Problem requirements -> Lay out as a numbered list the lines of the material from the line with "Thank you for the photo. Could you indicate the yellow pencil" to the line with "<point>152,58</point>", leaving out any blank lines.
>> begin Raw data
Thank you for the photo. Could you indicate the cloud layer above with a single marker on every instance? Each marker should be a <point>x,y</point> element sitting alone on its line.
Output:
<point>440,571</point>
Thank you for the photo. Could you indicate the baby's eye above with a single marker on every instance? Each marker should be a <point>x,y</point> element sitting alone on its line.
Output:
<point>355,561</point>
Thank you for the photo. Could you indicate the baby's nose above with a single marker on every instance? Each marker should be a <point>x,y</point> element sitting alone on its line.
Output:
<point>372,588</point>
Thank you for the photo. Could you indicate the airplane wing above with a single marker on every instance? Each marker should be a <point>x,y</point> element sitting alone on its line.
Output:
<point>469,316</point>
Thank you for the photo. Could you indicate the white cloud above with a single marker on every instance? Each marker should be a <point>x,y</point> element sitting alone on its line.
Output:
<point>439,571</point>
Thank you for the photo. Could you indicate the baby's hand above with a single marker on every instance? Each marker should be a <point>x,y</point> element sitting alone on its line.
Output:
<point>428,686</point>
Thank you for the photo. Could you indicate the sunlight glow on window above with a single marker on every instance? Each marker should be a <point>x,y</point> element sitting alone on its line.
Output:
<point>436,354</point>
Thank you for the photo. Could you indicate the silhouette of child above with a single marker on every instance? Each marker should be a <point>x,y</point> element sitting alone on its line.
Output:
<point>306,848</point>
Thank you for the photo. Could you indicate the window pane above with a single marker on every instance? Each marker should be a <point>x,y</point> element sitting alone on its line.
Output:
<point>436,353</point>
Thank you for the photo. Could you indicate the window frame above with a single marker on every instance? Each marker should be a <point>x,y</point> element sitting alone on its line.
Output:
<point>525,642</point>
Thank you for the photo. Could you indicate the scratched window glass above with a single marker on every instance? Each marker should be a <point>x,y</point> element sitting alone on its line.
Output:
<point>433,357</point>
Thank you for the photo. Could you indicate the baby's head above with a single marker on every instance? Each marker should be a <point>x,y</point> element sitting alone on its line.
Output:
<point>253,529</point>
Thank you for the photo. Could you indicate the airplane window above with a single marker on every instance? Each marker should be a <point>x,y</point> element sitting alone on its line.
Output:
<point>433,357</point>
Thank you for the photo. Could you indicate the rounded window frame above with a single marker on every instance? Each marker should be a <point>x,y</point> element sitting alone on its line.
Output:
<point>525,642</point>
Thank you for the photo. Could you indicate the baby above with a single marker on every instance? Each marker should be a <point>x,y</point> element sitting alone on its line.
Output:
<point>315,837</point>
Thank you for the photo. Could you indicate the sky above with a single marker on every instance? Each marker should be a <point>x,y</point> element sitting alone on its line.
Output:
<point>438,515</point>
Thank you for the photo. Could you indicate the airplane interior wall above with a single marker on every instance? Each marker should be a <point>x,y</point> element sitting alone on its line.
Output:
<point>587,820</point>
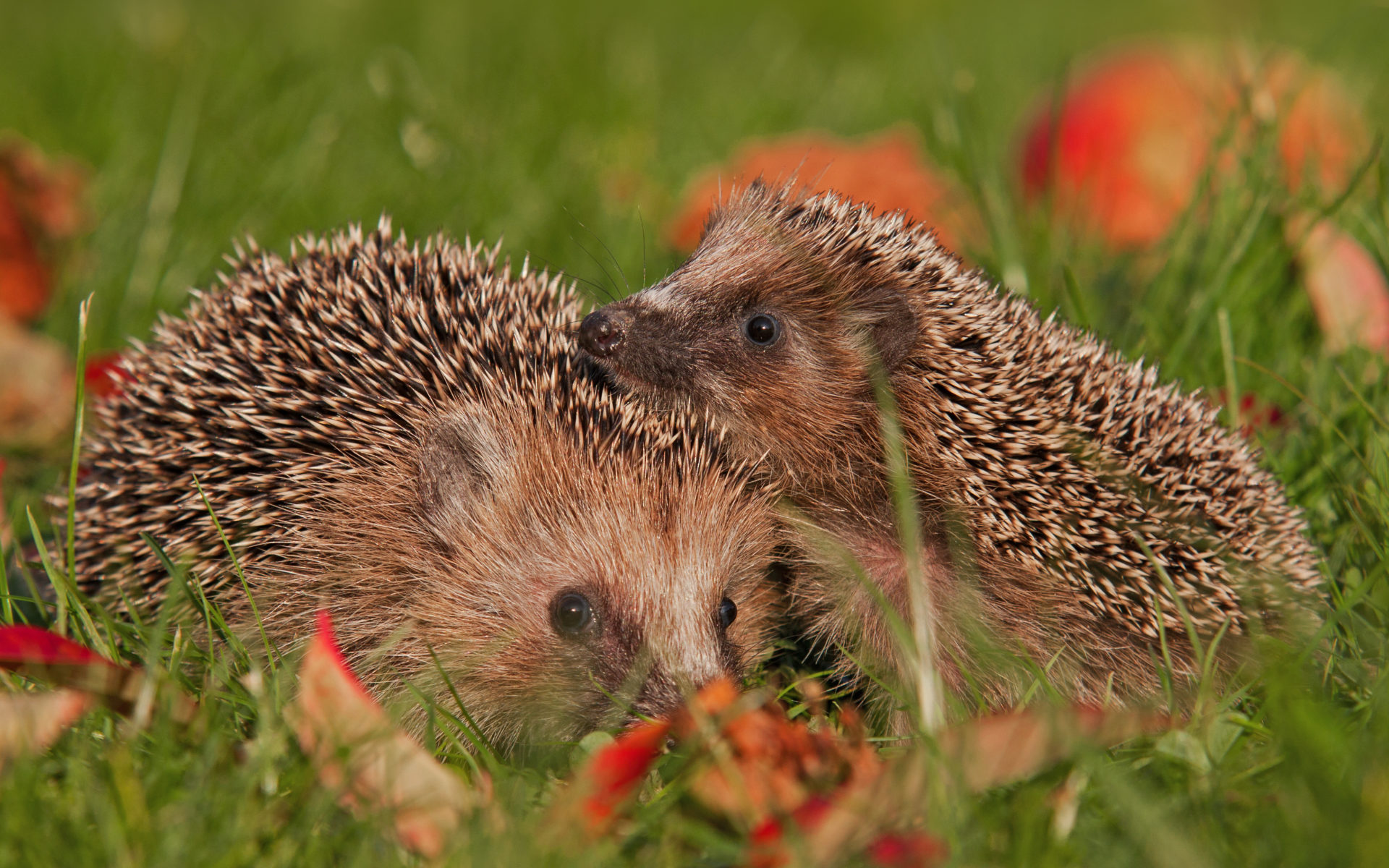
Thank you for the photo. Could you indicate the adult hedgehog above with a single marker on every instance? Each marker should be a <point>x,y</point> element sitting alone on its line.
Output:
<point>1043,463</point>
<point>406,438</point>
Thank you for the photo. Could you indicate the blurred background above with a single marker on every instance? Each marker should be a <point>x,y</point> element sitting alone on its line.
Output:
<point>145,137</point>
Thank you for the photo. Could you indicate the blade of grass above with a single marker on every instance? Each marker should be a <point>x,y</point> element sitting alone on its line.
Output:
<point>930,691</point>
<point>78,416</point>
<point>66,595</point>
<point>241,575</point>
<point>1227,347</point>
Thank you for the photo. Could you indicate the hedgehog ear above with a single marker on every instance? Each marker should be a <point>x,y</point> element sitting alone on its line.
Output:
<point>460,459</point>
<point>889,324</point>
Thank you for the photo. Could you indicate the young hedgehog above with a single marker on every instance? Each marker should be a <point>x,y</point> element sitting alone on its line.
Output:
<point>407,439</point>
<point>1056,459</point>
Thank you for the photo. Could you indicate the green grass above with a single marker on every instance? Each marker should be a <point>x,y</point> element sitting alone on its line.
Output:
<point>208,122</point>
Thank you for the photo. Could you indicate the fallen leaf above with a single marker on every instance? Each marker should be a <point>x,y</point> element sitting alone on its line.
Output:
<point>885,170</point>
<point>45,656</point>
<point>33,721</point>
<point>907,851</point>
<point>24,277</point>
<point>103,375</point>
<point>36,391</point>
<point>356,749</point>
<point>617,770</point>
<point>1007,747</point>
<point>1346,286</point>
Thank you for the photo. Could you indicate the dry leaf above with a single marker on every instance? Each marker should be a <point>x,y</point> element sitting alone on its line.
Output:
<point>357,749</point>
<point>1007,747</point>
<point>1346,286</point>
<point>36,388</point>
<point>43,656</point>
<point>33,721</point>
<point>104,375</point>
<point>885,170</point>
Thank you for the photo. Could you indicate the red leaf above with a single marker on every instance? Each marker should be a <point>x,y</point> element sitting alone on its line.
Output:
<point>43,656</point>
<point>616,771</point>
<point>1124,149</point>
<point>885,170</point>
<point>1346,286</point>
<point>907,851</point>
<point>1017,745</point>
<point>104,375</point>
<point>41,205</point>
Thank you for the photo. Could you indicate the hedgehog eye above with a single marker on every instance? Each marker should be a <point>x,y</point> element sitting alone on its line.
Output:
<point>727,611</point>
<point>762,330</point>
<point>572,614</point>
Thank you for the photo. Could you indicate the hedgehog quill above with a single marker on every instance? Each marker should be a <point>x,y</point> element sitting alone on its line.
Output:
<point>1052,474</point>
<point>404,436</point>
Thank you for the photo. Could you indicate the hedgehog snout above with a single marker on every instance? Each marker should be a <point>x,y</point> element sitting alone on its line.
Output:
<point>603,331</point>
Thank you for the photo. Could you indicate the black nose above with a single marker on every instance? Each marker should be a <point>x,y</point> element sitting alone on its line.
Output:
<point>603,331</point>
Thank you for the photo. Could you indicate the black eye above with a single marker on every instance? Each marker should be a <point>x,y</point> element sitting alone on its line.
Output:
<point>572,614</point>
<point>762,330</point>
<point>727,611</point>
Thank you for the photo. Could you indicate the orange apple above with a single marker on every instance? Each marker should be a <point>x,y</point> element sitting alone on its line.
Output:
<point>885,169</point>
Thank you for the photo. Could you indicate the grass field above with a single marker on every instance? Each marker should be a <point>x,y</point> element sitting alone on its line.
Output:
<point>570,131</point>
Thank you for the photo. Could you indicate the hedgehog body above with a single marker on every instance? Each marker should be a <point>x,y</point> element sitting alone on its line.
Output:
<point>406,438</point>
<point>1052,474</point>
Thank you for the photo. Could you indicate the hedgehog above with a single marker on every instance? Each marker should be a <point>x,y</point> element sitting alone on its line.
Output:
<point>407,439</point>
<point>1058,485</point>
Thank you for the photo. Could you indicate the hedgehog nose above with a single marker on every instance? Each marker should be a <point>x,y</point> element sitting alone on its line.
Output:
<point>603,331</point>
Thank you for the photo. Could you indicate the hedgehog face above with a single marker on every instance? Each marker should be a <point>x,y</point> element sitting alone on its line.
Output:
<point>771,336</point>
<point>551,582</point>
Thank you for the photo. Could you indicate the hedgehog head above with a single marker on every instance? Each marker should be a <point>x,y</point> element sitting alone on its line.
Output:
<point>778,318</point>
<point>560,588</point>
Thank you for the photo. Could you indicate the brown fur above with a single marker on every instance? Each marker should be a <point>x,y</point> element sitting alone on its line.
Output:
<point>407,439</point>
<point>1038,454</point>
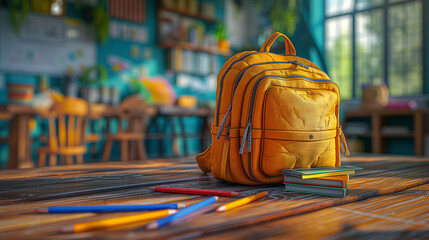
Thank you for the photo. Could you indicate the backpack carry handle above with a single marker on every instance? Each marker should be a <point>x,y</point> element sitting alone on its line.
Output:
<point>289,48</point>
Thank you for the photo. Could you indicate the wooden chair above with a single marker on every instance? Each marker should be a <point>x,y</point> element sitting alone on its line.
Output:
<point>133,110</point>
<point>67,126</point>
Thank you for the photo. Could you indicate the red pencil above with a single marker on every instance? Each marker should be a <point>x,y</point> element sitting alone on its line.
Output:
<point>197,191</point>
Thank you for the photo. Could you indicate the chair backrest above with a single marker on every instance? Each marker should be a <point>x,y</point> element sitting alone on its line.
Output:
<point>71,115</point>
<point>133,109</point>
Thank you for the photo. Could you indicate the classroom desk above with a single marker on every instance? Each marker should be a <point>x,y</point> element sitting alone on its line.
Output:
<point>389,199</point>
<point>21,142</point>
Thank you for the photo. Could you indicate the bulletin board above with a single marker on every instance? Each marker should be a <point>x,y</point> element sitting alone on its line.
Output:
<point>46,45</point>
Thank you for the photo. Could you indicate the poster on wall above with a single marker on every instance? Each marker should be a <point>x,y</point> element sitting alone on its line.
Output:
<point>130,10</point>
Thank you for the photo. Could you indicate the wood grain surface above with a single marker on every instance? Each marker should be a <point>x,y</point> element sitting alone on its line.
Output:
<point>389,199</point>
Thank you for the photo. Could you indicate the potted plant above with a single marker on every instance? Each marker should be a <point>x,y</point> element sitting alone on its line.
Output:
<point>90,80</point>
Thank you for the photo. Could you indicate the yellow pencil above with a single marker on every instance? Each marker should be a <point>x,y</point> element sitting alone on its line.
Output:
<point>117,221</point>
<point>240,202</point>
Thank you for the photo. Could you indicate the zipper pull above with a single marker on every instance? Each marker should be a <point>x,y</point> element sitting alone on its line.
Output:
<point>222,125</point>
<point>300,64</point>
<point>243,142</point>
<point>344,143</point>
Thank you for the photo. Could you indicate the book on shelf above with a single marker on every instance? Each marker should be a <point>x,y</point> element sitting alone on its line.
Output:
<point>327,191</point>
<point>334,181</point>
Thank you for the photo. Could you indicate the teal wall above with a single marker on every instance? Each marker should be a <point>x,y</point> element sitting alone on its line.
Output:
<point>152,58</point>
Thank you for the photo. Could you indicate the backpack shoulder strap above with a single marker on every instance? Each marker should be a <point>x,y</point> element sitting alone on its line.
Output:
<point>204,160</point>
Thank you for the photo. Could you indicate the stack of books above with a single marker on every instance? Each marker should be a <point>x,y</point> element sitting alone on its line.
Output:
<point>329,181</point>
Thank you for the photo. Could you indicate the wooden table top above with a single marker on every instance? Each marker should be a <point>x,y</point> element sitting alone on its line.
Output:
<point>389,199</point>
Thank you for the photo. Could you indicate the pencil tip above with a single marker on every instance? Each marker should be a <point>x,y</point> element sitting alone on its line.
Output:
<point>41,210</point>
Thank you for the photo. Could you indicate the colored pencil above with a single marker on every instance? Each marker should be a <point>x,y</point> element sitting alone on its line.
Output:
<point>117,221</point>
<point>110,208</point>
<point>240,202</point>
<point>180,214</point>
<point>197,191</point>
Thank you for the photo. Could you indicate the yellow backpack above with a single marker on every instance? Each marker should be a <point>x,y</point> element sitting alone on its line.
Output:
<point>273,112</point>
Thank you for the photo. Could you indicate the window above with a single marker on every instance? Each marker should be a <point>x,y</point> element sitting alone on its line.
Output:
<point>375,42</point>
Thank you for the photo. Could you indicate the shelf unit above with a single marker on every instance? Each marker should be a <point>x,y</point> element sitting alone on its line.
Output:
<point>377,118</point>
<point>192,47</point>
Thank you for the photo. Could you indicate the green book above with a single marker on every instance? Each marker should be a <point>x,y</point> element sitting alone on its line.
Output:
<point>301,172</point>
<point>326,191</point>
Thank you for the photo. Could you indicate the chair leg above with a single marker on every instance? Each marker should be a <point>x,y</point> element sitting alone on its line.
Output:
<point>69,160</point>
<point>79,159</point>
<point>124,150</point>
<point>52,160</point>
<point>42,159</point>
<point>107,150</point>
<point>141,151</point>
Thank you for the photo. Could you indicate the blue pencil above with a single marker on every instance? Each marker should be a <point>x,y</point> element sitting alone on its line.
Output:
<point>110,208</point>
<point>188,210</point>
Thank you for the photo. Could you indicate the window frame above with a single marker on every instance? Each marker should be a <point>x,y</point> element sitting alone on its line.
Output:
<point>384,6</point>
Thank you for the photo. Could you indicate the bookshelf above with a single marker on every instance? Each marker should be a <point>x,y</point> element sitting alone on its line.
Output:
<point>192,47</point>
<point>377,120</point>
<point>188,33</point>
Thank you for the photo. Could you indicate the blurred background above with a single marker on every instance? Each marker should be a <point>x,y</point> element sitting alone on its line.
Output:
<point>168,53</point>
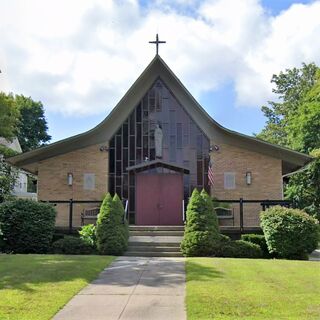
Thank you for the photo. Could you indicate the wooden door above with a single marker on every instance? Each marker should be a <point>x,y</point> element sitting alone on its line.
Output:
<point>159,199</point>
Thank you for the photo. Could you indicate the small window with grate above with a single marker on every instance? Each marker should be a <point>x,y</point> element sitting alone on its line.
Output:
<point>229,180</point>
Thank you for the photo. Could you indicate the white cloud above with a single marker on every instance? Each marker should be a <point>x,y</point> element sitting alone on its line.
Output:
<point>79,57</point>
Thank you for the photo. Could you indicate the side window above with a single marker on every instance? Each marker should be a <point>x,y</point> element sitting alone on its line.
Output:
<point>229,180</point>
<point>89,181</point>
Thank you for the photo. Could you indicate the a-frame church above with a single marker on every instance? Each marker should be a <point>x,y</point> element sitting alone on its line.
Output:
<point>153,149</point>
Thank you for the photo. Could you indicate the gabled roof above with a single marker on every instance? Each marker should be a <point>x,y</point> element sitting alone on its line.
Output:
<point>158,163</point>
<point>105,130</point>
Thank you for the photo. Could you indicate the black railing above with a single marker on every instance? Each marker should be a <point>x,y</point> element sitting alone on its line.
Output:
<point>265,204</point>
<point>71,202</point>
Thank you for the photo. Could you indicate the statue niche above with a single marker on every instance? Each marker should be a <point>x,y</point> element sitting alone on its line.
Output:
<point>158,139</point>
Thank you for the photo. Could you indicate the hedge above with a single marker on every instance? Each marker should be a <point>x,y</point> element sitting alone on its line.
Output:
<point>290,233</point>
<point>72,245</point>
<point>241,249</point>
<point>27,226</point>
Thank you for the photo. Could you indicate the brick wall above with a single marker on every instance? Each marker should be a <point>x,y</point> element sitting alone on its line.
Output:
<point>266,179</point>
<point>53,185</point>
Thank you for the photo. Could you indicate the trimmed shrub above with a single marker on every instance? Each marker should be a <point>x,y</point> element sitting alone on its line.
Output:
<point>260,240</point>
<point>27,226</point>
<point>124,227</point>
<point>109,230</point>
<point>241,249</point>
<point>219,245</point>
<point>290,233</point>
<point>202,230</point>
<point>71,245</point>
<point>88,235</point>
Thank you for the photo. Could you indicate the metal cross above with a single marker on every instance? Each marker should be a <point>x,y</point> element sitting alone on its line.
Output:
<point>157,43</point>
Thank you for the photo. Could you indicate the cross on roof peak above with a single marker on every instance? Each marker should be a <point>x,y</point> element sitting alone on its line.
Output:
<point>156,42</point>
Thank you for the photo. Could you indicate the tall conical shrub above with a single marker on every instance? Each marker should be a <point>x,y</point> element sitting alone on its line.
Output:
<point>124,227</point>
<point>110,237</point>
<point>212,218</point>
<point>201,231</point>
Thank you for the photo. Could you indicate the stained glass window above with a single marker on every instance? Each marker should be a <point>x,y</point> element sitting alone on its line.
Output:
<point>183,144</point>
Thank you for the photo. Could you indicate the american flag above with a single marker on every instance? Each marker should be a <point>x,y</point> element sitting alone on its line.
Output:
<point>210,174</point>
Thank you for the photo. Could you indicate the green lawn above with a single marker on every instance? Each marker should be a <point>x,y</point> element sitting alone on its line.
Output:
<point>252,289</point>
<point>37,286</point>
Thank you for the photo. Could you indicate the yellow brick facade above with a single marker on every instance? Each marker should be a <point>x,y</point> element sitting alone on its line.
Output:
<point>53,184</point>
<point>266,179</point>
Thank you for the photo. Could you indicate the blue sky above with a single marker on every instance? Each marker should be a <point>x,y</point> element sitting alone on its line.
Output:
<point>80,61</point>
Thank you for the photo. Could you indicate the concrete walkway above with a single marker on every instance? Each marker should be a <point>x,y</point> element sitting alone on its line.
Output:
<point>132,288</point>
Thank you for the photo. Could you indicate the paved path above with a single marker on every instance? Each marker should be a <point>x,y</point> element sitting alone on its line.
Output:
<point>132,288</point>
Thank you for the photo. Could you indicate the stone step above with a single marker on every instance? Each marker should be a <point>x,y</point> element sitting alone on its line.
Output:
<point>156,233</point>
<point>154,244</point>
<point>153,254</point>
<point>156,228</point>
<point>142,248</point>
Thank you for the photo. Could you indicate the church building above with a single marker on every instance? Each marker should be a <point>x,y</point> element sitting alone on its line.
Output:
<point>153,149</point>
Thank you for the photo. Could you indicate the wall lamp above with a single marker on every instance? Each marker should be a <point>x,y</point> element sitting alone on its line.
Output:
<point>103,148</point>
<point>70,179</point>
<point>248,178</point>
<point>214,148</point>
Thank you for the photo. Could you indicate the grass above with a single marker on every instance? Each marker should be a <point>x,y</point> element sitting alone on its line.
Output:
<point>37,286</point>
<point>252,289</point>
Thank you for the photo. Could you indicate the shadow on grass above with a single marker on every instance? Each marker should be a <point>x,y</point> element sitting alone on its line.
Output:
<point>23,272</point>
<point>198,272</point>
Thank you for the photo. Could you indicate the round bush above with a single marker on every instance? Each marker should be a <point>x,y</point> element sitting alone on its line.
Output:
<point>241,249</point>
<point>27,226</point>
<point>202,229</point>
<point>71,245</point>
<point>290,233</point>
<point>88,235</point>
<point>111,238</point>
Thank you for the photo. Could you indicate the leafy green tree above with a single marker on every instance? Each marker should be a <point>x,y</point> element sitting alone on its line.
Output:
<point>304,126</point>
<point>292,87</point>
<point>32,128</point>
<point>304,187</point>
<point>294,121</point>
<point>8,174</point>
<point>9,116</point>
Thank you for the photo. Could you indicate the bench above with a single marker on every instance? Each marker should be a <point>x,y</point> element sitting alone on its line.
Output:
<point>225,213</point>
<point>89,214</point>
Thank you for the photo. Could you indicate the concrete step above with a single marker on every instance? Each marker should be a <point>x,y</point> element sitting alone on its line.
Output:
<point>153,248</point>
<point>156,233</point>
<point>156,228</point>
<point>154,244</point>
<point>153,254</point>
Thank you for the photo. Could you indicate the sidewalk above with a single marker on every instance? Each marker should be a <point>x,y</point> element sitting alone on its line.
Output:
<point>132,288</point>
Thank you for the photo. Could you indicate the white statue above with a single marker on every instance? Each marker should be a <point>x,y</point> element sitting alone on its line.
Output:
<point>158,137</point>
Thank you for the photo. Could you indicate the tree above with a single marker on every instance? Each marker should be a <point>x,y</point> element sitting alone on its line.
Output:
<point>9,116</point>
<point>304,125</point>
<point>292,88</point>
<point>32,128</point>
<point>8,174</point>
<point>23,117</point>
<point>294,122</point>
<point>304,187</point>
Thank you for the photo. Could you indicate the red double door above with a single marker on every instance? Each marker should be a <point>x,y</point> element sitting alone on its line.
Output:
<point>159,199</point>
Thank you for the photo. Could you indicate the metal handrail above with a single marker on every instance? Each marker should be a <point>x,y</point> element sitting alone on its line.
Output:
<point>183,212</point>
<point>125,217</point>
>> end Raw data
Exercise answer ->
1. Thank you for the photo. Could you indicate the yellow pencil above with a single marker on every instance? Each marker should be a <point>x,y</point> element sitting alone on its line.
2. Output:
3. <point>117,221</point>
4. <point>240,202</point>
5. Thank you for the photo. Could you indicate the zipper pull above with a single marker on every instance? Each marker should be a <point>x,y</point> element sitting alone on its line.
6. Output:
7. <point>222,125</point>
8. <point>300,64</point>
9. <point>243,142</point>
10. <point>344,143</point>
11. Thank you for the photo. Could you indicate the book on shelf above with a single marker on every instance? Each marker should be a <point>x,y</point> element sitting alone on its line.
12. Output:
13. <point>327,191</point>
14. <point>334,181</point>
15. Thank you for the photo. Could you indicate the teal wall above with a single marker on every instance? Each marker should be a <point>x,y</point> element sitting alone on its line.
16. Output:
17. <point>152,58</point>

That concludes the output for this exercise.